### Data
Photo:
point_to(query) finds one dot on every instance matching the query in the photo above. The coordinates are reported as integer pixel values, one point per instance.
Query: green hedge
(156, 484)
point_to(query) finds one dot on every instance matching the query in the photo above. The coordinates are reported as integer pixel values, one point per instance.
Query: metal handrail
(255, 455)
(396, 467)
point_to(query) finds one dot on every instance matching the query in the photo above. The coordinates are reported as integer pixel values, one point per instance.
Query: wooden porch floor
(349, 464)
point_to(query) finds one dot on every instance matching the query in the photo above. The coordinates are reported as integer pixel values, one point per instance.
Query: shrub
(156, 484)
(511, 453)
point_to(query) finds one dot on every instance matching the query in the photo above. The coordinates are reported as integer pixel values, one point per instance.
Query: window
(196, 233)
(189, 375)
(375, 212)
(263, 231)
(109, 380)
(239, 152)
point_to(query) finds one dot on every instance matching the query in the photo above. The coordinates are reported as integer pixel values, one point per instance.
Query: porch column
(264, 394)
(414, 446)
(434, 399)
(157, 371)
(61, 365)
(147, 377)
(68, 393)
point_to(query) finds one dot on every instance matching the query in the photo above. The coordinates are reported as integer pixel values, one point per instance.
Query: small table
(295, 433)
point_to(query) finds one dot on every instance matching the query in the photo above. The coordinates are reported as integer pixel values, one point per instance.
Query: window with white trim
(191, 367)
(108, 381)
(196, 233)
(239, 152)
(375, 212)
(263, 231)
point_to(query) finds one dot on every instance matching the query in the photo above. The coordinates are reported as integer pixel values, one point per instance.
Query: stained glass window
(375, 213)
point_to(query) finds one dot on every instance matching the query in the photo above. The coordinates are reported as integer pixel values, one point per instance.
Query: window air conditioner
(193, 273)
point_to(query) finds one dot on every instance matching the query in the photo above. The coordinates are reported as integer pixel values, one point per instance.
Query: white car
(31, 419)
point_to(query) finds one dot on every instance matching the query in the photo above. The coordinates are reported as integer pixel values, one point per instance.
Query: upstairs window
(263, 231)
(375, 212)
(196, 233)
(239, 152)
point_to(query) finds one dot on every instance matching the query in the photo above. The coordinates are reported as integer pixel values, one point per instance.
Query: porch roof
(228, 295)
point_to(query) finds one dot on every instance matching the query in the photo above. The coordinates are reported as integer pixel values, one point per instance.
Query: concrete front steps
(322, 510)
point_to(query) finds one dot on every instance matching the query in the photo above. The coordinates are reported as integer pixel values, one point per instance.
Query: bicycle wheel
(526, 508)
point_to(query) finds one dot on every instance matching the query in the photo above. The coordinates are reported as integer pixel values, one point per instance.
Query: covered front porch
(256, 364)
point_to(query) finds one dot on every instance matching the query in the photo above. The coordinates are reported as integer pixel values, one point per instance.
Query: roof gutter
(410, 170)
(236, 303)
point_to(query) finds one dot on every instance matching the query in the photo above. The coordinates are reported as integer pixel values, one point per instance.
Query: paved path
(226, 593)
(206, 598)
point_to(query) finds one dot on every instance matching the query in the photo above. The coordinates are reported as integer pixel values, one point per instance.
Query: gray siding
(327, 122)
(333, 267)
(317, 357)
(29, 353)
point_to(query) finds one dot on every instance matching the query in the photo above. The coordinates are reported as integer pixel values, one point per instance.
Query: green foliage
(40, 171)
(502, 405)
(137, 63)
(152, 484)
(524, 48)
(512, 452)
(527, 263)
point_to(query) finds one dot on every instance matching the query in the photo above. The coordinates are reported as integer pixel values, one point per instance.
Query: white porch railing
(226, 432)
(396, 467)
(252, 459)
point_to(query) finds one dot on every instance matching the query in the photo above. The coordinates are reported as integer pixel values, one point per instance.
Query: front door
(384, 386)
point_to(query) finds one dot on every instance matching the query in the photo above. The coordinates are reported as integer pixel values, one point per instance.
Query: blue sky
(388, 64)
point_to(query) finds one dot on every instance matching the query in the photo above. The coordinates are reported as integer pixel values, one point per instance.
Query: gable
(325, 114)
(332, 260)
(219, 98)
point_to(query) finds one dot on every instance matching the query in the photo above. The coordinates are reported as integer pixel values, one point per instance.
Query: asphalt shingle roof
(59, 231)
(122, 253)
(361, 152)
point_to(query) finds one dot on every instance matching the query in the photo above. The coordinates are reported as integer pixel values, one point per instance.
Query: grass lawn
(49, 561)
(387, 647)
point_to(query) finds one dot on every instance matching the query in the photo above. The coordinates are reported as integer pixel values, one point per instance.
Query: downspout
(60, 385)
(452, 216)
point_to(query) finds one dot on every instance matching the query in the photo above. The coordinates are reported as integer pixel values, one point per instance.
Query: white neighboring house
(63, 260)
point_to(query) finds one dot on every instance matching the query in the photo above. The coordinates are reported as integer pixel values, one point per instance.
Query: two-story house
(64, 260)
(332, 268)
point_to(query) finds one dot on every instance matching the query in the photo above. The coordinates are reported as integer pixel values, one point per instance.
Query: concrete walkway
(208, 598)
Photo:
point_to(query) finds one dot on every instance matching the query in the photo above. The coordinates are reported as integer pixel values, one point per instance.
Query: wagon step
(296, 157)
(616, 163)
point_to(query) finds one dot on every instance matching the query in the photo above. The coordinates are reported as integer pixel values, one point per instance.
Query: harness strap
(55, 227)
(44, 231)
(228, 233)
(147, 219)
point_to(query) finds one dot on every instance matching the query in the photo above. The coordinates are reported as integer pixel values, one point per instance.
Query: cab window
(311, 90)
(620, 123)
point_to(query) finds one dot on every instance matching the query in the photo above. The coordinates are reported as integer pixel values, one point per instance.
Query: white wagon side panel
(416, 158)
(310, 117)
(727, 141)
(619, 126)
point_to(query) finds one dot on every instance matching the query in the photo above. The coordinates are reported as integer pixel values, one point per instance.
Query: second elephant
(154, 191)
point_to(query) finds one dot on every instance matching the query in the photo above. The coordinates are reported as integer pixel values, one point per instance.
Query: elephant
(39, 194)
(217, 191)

### Problem statement
Reproduce the data shown above exactly, including every line.

### Answer to this task
Photo:
point_to(query) finds one dot on every instance matching the query in the photo above. The coordinates are reported as integer pixel values, one point per instance.
Query: green hedge
(156, 484)
point_to(query) finds one dot on every instance matching the query in the photo above. The coordinates are reported as integer pixel values, one point per instance.
Query: metal handrail
(255, 455)
(396, 467)
point_to(query) finds one dot on every instance matching the query in the photo above. The coordinates are reported as integer pixel values, one point per instance.
Query: wooden porch floor
(349, 464)
point_to(query) finds one dot on every instance matching the query in the photo above. The coordinates are reported as integer pixel values, one point per instance.
Query: shrub
(156, 484)
(511, 453)
point_to(query) finds one dot on every instance matching the query in the photo above. The coordinates are reported as integer pixel values, one point per instance.
Query: window
(196, 233)
(189, 375)
(375, 212)
(263, 231)
(109, 380)
(239, 152)
point_to(query) finds one dot on every instance matching the query in the photo above. The coordinates are reported as integer pixel values, one point per instance.
Query: porch column
(264, 394)
(414, 446)
(434, 399)
(157, 371)
(61, 365)
(147, 377)
(68, 393)
point_to(query) finds one dot on every instance matching the query in the photo above. The coordinates are reported as integer pixel values, one point per instance.
Query: small table
(295, 433)
point_to(query) finds one dot on every instance matching the query in the photo above. The coordinates are reported as integer pixel values, one point per instance.
Query: window with white trim
(191, 367)
(108, 381)
(196, 233)
(239, 152)
(375, 212)
(263, 231)
point_to(query) finds one dot on every instance matching the query in the photo above. The coordinates are reported as integer pixel values, one point per instance.
Query: stained glass window
(375, 213)
point_to(query) finds one dot on every instance matching the query in the photo above. The coordinates are reported as integer pixel values, one point per instance.
Query: window air conditioner
(193, 273)
point_to(query) finds one dot on every instance matching the query in the photo above. The coordinates are reported as integer pixel values, one point per instance.
Query: white car
(31, 419)
point_to(query) finds one dot on every instance matching the query in the photo above. The coordinates are reported as integer pixel values, one point per instance.
Query: upstairs window
(263, 231)
(375, 212)
(196, 233)
(239, 152)
point_to(query) finds one dot on every instance matching the query in the photo above. The coordinates are reported as integer pixel values, one point per instance.
Query: porch roof
(228, 295)
point_to(query) finds one dot on every instance matching the query in the photo above. The coordinates are reported as integer pixel values, one point per instance.
Query: concrete front steps
(322, 510)
point_to(query) finds one dot on every instance matching the query in the photo above. The coordinates are reported as integer pixel values, one point per instance.
Query: bicycle wheel
(526, 508)
point_to(query) finds one dot on every instance matching the query in the photo above. The coordinates are reported as integer pixel values, one point per instance.
Query: covered front porch
(256, 364)
point_to(query) finds one dot on every instance matching the query in the photo above. The coordinates are reported as integer pixel values, one point per instance.
Query: roof gutter
(410, 170)
(236, 303)
point_to(query) finds one dot on every instance matching the query in the photo above. The coordinates are reported as integer pixel values, one point per instance.
Query: paved path
(226, 593)
(206, 598)
point_to(query) finds one dot on every instance matching the query in the photo above. The coordinates are reported as integer pixel values, one point per instance.
Query: gray siding
(327, 122)
(333, 267)
(317, 357)
(29, 353)
point_to(query) finds one dot on every instance matching the query in the photo above. The coordinates are reported as integer pixel values, one point per instance.
Query: green foliage
(40, 171)
(502, 405)
(137, 63)
(152, 484)
(524, 48)
(512, 452)
(527, 263)
point_to(query) finds one dot on every instance matching the query in the photo above. The coordinates are reported as integer pixel values, one point per instance.
Query: white porch railing
(226, 432)
(396, 467)
(252, 459)
point_to(query) finds one dot on every instance matching the query in the photo above. The coordinates are reported as integer pixel values, one point per instance.
Query: front door
(384, 386)
point_to(query) finds one dot on every instance matching the query in the photo above. The coordinates are reported as integer pixel values, one point per instance.
Query: blue sky
(388, 64)
point_to(query) finds one dot on every instance matching the query in the photo above. The coordinates are reported as integer pixel values, one point per instance.
Query: gable
(325, 114)
(332, 260)
(219, 98)
point_to(query) finds one dot on every instance matching the query in the photo above. The coordinates are reported as integer pixel values, one point per instance.
Query: asphalt shingle roof
(59, 231)
(122, 253)
(361, 152)
point_to(query) finds one dot on every instance matching the query in the photo above. The coordinates are reported as integer pixel values, one point per instance.
Query: grass lawn
(49, 561)
(387, 647)
point_to(query) finds one dot on every instance matching the query in the photo above. The coordinates are reported as integer pixel values, one point per instance.
Query: downspout
(60, 385)
(452, 216)
point_to(query) finds one dot on every instance matching the query in the photo above. The coordinates are reported as integer pixel values, one point per instance.
Query: white neighboring house
(63, 260)
point_to(query) finds one dot on every instance matching the query in the photo above. The coordinates are reported as integer pixel values, one point per instance.
Query: two-story house
(64, 260)
(332, 268)
point_to(query) finds one dot on every instance matching the query in the photo above. The coordinates are reported as integer pixel values, one point per instance.
Query: concrete walkway
(208, 598)
Photo:
point_to(query) finds one dot on every instance matching the query in the photo above. The coordinates are reported as integer pixel values, one point per instance.
Query: wagon step
(296, 157)
(616, 163)
point_to(query) finds one dot on every instance matching the query in the photo above. The coordinates are reported as integer pixel values, one point per instance.
Query: harness strap
(55, 227)
(44, 231)
(228, 233)
(147, 219)
point_to(query) finds one dot on every instance matching the query in the photo above. The coordinates are reported as integer pixel values, one point per instance.
Query: cab window
(311, 90)
(620, 123)
point_to(query) finds one dot on every instance matching the query in the photo above. The coordinates are reported as integer pixel values, one point per instance.
Query: white wagon side panel
(416, 158)
(310, 117)
(727, 141)
(619, 126)
point_to(query) finds one dot on every instance matching the query in the photo above. The coordinates are reported as integer pixel values, one point per instance.
Query: second elephant
(154, 191)
point_to(query) finds one dot on every instance matching the query in the photo above. The coordinates are reported as integer pixel values, one point per instance.
Query: elephant
(39, 194)
(217, 191)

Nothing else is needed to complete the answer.